* JOB *
Change "pixel coordinate pair" to "pixel position" everywhere it occurs in all of the records below, and reproduce them otherwise unchanged. Omit the pictures from your answer.

[Dataset records about object locations]

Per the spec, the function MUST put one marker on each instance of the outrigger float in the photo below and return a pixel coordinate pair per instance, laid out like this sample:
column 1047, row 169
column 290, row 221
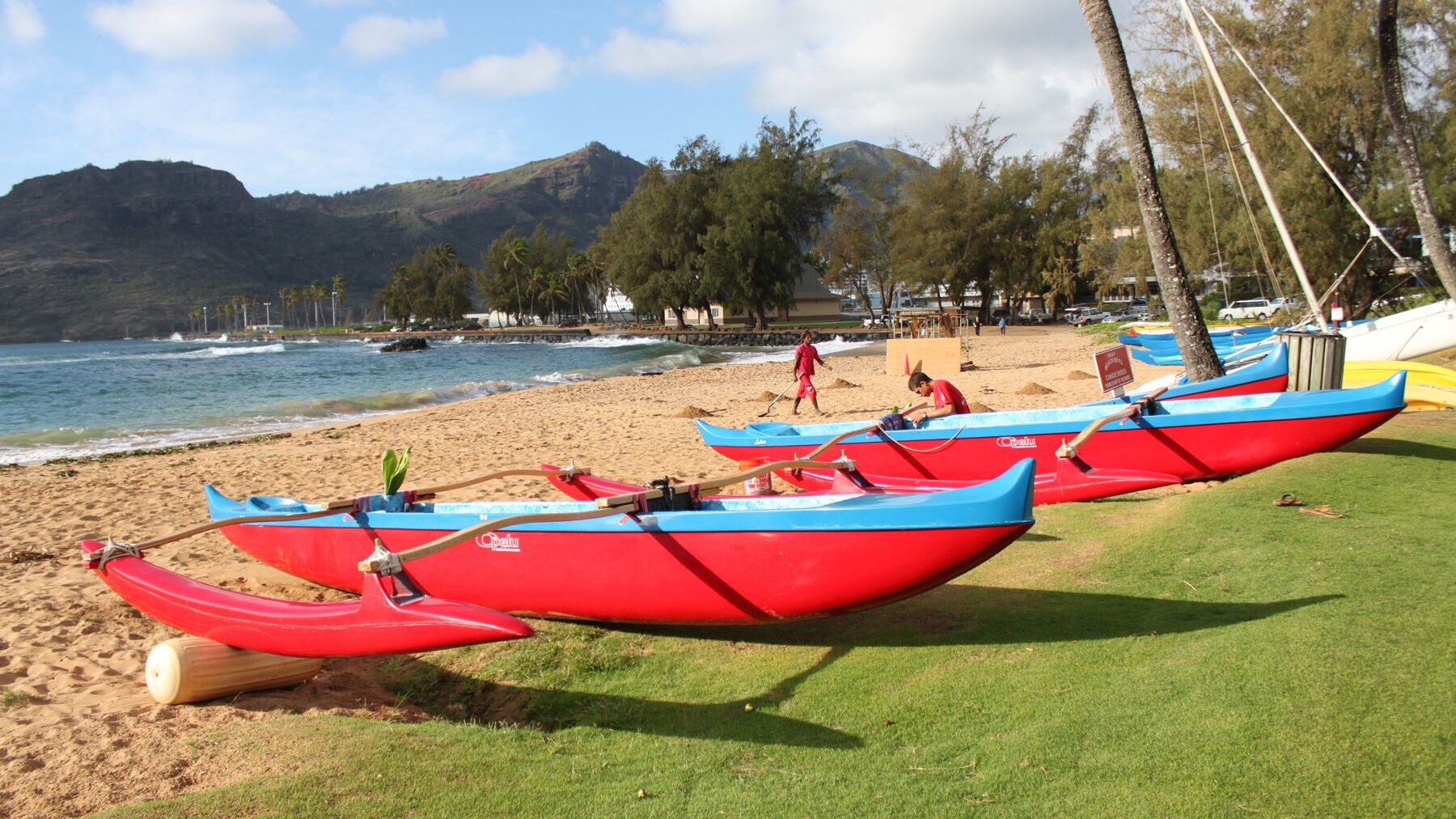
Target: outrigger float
column 1081, row 452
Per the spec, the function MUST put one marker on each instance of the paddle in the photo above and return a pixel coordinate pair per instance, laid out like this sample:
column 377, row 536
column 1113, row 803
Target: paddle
column 1142, row 404
column 778, row 397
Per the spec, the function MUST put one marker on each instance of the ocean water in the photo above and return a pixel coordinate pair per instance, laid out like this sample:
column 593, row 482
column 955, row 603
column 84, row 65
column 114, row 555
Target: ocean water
column 95, row 397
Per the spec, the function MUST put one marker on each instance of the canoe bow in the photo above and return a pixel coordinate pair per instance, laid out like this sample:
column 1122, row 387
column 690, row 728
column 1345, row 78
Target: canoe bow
column 391, row 617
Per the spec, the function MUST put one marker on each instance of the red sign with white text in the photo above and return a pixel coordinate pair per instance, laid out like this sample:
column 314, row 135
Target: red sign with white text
column 1114, row 367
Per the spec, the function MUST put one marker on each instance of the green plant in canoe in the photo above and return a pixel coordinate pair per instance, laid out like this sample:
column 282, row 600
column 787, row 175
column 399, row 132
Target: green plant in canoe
column 395, row 467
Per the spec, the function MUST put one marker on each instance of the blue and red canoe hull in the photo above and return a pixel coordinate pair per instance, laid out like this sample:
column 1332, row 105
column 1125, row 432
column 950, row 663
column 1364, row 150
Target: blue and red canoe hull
column 1179, row 442
column 811, row 558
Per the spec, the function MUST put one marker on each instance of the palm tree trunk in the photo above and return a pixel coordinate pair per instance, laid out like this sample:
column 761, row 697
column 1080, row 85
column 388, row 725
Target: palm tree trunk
column 1190, row 331
column 1432, row 235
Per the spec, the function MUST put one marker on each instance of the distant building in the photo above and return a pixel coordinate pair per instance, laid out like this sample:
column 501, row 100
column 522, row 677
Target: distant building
column 813, row 302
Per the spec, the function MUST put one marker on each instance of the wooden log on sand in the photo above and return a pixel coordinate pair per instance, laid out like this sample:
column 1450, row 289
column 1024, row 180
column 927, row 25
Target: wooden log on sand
column 189, row 669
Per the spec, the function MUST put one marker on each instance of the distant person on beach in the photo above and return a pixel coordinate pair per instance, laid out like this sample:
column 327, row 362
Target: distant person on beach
column 804, row 358
column 948, row 401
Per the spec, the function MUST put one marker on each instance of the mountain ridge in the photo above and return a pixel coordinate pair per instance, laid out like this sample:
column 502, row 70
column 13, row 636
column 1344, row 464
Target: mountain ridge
column 99, row 252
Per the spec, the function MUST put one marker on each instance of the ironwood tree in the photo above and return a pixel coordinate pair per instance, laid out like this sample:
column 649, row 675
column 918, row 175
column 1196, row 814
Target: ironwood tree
column 1388, row 36
column 1200, row 360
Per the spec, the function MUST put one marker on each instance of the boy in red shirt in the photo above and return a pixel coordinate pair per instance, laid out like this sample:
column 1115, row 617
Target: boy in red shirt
column 804, row 358
column 946, row 398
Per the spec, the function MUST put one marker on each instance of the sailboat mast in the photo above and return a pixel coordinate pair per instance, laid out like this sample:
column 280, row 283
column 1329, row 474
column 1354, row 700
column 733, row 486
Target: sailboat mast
column 1259, row 171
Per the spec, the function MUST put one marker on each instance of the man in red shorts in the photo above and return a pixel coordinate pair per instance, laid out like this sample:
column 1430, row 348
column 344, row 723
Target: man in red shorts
column 804, row 358
column 946, row 398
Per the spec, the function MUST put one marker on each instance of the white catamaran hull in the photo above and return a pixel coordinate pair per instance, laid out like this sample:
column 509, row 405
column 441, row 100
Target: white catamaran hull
column 1404, row 336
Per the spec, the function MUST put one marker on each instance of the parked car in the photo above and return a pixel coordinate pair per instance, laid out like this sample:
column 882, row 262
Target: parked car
column 1248, row 309
column 1075, row 314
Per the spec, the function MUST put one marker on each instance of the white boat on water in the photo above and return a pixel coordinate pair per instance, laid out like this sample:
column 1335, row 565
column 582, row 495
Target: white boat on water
column 1404, row 336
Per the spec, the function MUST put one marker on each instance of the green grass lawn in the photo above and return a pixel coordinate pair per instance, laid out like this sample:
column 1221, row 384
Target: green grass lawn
column 1157, row 655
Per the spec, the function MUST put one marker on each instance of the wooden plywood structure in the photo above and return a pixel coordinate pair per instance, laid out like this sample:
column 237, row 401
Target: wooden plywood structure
column 939, row 358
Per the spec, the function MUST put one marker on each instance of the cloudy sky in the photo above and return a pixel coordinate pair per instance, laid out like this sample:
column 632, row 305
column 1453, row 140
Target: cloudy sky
column 329, row 95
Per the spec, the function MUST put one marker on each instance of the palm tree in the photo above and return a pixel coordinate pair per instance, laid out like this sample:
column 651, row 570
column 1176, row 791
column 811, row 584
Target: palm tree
column 1432, row 235
column 1183, row 307
column 516, row 257
column 316, row 293
column 555, row 292
column 340, row 287
column 251, row 303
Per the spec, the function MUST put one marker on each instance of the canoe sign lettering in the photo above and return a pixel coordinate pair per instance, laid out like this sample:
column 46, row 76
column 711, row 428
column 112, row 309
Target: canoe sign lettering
column 498, row 542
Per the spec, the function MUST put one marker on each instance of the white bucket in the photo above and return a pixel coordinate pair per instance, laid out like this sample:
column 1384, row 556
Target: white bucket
column 760, row 486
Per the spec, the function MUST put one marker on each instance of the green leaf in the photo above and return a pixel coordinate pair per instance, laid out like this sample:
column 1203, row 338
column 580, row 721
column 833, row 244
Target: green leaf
column 395, row 467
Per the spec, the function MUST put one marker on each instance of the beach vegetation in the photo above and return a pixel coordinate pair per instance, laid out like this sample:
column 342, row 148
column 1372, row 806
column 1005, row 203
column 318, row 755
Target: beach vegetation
column 433, row 285
column 1170, row 653
column 539, row 276
column 721, row 231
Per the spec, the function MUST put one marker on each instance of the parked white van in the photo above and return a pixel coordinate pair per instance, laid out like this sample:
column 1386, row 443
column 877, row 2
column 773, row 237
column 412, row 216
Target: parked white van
column 1248, row 309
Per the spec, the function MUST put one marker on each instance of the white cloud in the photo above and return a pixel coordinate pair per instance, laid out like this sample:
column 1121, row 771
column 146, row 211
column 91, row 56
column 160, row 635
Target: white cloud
column 881, row 70
column 22, row 22
column 536, row 69
column 191, row 29
column 378, row 36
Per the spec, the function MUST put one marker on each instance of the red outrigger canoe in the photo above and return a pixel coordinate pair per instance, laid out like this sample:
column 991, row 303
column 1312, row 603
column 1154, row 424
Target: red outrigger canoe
column 727, row 562
column 389, row 617
column 1166, row 443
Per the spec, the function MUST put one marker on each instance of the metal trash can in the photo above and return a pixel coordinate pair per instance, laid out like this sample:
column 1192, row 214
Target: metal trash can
column 1317, row 360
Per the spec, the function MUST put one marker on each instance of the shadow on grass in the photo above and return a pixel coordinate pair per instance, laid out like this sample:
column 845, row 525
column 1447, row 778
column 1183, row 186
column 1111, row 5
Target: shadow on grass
column 1398, row 446
column 989, row 615
column 449, row 695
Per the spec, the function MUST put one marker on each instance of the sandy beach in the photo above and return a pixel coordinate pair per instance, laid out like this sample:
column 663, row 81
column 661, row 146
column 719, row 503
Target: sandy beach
column 80, row 731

* SOLUTION *
Per the spec, the function MUST put one marker on each instance of the outrigger float in the photo below and return a pixel position per instance, laid out like this sample:
column 1047, row 169
column 290, row 221
Target: outrigger float
column 1081, row 452
Per the spec, the function MUST put one marker on each instance of the paddle in the photo above and return a pixel position per instance, laid out like this sample:
column 377, row 536
column 1113, row 803
Target: paddle
column 1142, row 404
column 778, row 397
Per the spec, the function MUST put one marker on each instance of the ocean water in the photo above and return a pixel position per instance, laid out like this sample:
column 593, row 482
column 955, row 603
column 84, row 65
column 114, row 555
Target: ocean water
column 95, row 397
Per the spec, the function MUST put one marker on each instance of the canoe bow in the photo above and return a pixel position per instance, laid out like this sample:
column 1122, row 387
column 690, row 728
column 1345, row 78
Target: canoe bow
column 391, row 617
Per the spec, the function MUST put one marker on each instance of the red sign with white text in the photo above and return a pixel position per instance, laid out like this sample:
column 314, row 135
Target: red sign with white text
column 1114, row 367
Per the spec, the function MUST put one marker on each instance of the green plant in canoe in the photo above and return a pixel position per instance, laid out like this sample:
column 282, row 600
column 787, row 175
column 399, row 132
Target: green plant in canoe
column 395, row 467
Per the spec, the function MUST put one marker on each instance of the blue and red canoe hull in the photo above and return a pixel position per instance, laid out like this sample:
column 1332, row 105
column 1125, row 432
column 950, row 663
column 1364, row 150
Target: blue and red canoe hull
column 1179, row 442
column 811, row 558
Per the spec, the function MUST put one marker on each instance of the palm tree trunk in the photo above and return a pixel position per instance, laid out like this sample:
column 761, row 697
column 1080, row 85
column 388, row 725
Target: palm tree trunk
column 1190, row 331
column 1432, row 235
Per the spec, the function MUST put one marker on each instance of the distant building in the photo above and return a pixel position per instance, laid out like this sample:
column 501, row 100
column 522, row 677
Target: distant building
column 813, row 302
Per the spec, the function MUST put one marker on each instance of the wooden log on sand in the photo above and return a pixel position per instance, laid out like this sample:
column 1450, row 289
column 1024, row 180
column 927, row 25
Target: wooden log on sand
column 189, row 669
Per the spec, the function MUST put one marker on each instance of the distant person on beach in the photo above and return a pixel position per instance, laid out like this sample:
column 327, row 362
Target: distant person on beach
column 804, row 358
column 948, row 401
Per the spec, the function MUST put one marker on each instance of the mountain ridge in the photo above and return a pixel position per instance, laid out like this sample:
column 502, row 70
column 13, row 636
column 1344, row 464
Target: mountain ridge
column 99, row 252
Per the spec, the function MUST put one marker on each instance of the ironwood tree in the photo above and return a pixel position per instance, laid out like this sample:
column 649, row 675
column 918, row 175
column 1196, row 814
Target: ironwood tree
column 1388, row 36
column 1200, row 360
Per the spec, the function MUST put one marker on each instance of the boy in red shirt in the photo above and return a pixel position per instance, laid out like this sample:
column 1115, row 617
Target: boy in red shirt
column 804, row 358
column 946, row 398
Per the spec, the function MUST put one marker on each instance of the sailboat mast in the photo above and return a pixel position per instance, laid out like this sample:
column 280, row 283
column 1329, row 474
column 1354, row 700
column 733, row 486
Target: sailboat mast
column 1259, row 171
Per the spec, the function MUST put one marker on each instance of the man in red shorts in the photo above and return a pixel position per instance, laid out like this sample:
column 1430, row 348
column 344, row 723
Target: man in red shorts
column 804, row 358
column 946, row 398
Per the spec, the function MUST put one marker on each instance of the white catamaran hull in the photo above and return a pixel position per instance, laid out like this sample:
column 509, row 405
column 441, row 100
Target: white catamaran hull
column 1404, row 336
Per the spec, the function MUST put one marker on each instance of the parked car in the photo above and return a pixel position per instance, laid out like this sample:
column 882, row 262
Target: parked car
column 1248, row 309
column 1075, row 314
Per the spec, the function MUST put one marker on each instance of the white boat on water in the photo above and return a pixel position per instance, laid out like this sample:
column 1335, row 565
column 582, row 495
Target: white boat on water
column 1404, row 336
Per the spec, the function MUST put one marker on each instance of the green grass lawn in the photo above and return a pixel position per instance, laid out like this sample:
column 1221, row 384
Target: green grass lawn
column 1157, row 655
Per the spec, the function MUST put one marker on each instance of the wooden plywood structure in the photo above and return a pixel position per instance, laid out like this sample:
column 237, row 401
Target: wooden plywood structure
column 939, row 358
Per the spec, the function MUST put one marker on each instance of the cloudy sky in the photo above and return a pixel position per instance, laid out like this sample:
column 632, row 305
column 1453, row 140
Target: cloudy sky
column 329, row 95
Per the spec, the function MUST put one marker on each instance of the palm tree in the photo above and return a pixel position per instance, laid out like this sample:
column 651, row 570
column 1176, row 791
column 811, row 584
Target: palm tree
column 1432, row 235
column 1183, row 307
column 516, row 257
column 316, row 293
column 555, row 292
column 340, row 287
column 251, row 303
Per the spec, the function MUST put one marker on each instance of the canoe sign lettering in the photo above and return a pixel position per instance, laid out like this sample:
column 46, row 76
column 711, row 428
column 112, row 309
Target: canoe sign lettering
column 498, row 542
Per the spec, the function MUST put one marker on each instance of the white bucket in the photo above and return a pixel position per instance, laid out like this sample:
column 1384, row 556
Target: white bucket
column 760, row 486
Per the spec, the function MUST put one marker on each instance of the green leaf in the photo above and return a pixel position per instance, laid out like this sample:
column 1203, row 338
column 580, row 721
column 833, row 244
Target: green leaf
column 395, row 467
Per the spec, the function MUST put one marker on each instance of the beach vegetation in the photo above and return a pixel position per instance, laid out like this sample:
column 342, row 148
column 1372, row 806
column 1005, row 203
column 318, row 755
Target: beach vegetation
column 433, row 285
column 1170, row 653
column 539, row 276
column 721, row 231
Per the spec, the function MUST put one marker on each instance of the parked white van in the photo above and return a pixel position per instance, laid out like this sample:
column 1386, row 443
column 877, row 2
column 773, row 237
column 412, row 216
Target: parked white van
column 1248, row 309
Per the spec, the function MUST put one marker on each instance of the white cloud in the photo above and return a pixel position per instance, laid out like this sample:
column 1121, row 771
column 146, row 211
column 91, row 56
column 160, row 635
Target: white cloud
column 881, row 70
column 22, row 22
column 536, row 69
column 191, row 29
column 378, row 36
Per the spec, the function MUST put one marker on each instance of the red outrigger canoe in the photo above and return a pixel position per instance, laid out like this sample:
column 991, row 303
column 1312, row 603
column 1154, row 424
Target: red outrigger canoe
column 727, row 562
column 389, row 617
column 1166, row 443
Per the spec, the function MUST put one marker on each instance of the metal trash can in the photo above and return a pixel position per instance, laid out like this sample:
column 1192, row 214
Target: metal trash can
column 1317, row 360
Per the spec, the function MUST put one marker on each instance of the shadow on grass in the photo above and return a pixel position per instance, laid out like this sample:
column 845, row 525
column 1447, row 778
column 1183, row 186
column 1111, row 5
Target: shadow on grass
column 1398, row 446
column 989, row 615
column 449, row 695
Per the spec, the function MUST put one marker on each instance of the sandy beach in the photo above and return a pixel position per instance, laid out like this sample:
column 663, row 81
column 661, row 146
column 719, row 503
Target: sandy beach
column 80, row 731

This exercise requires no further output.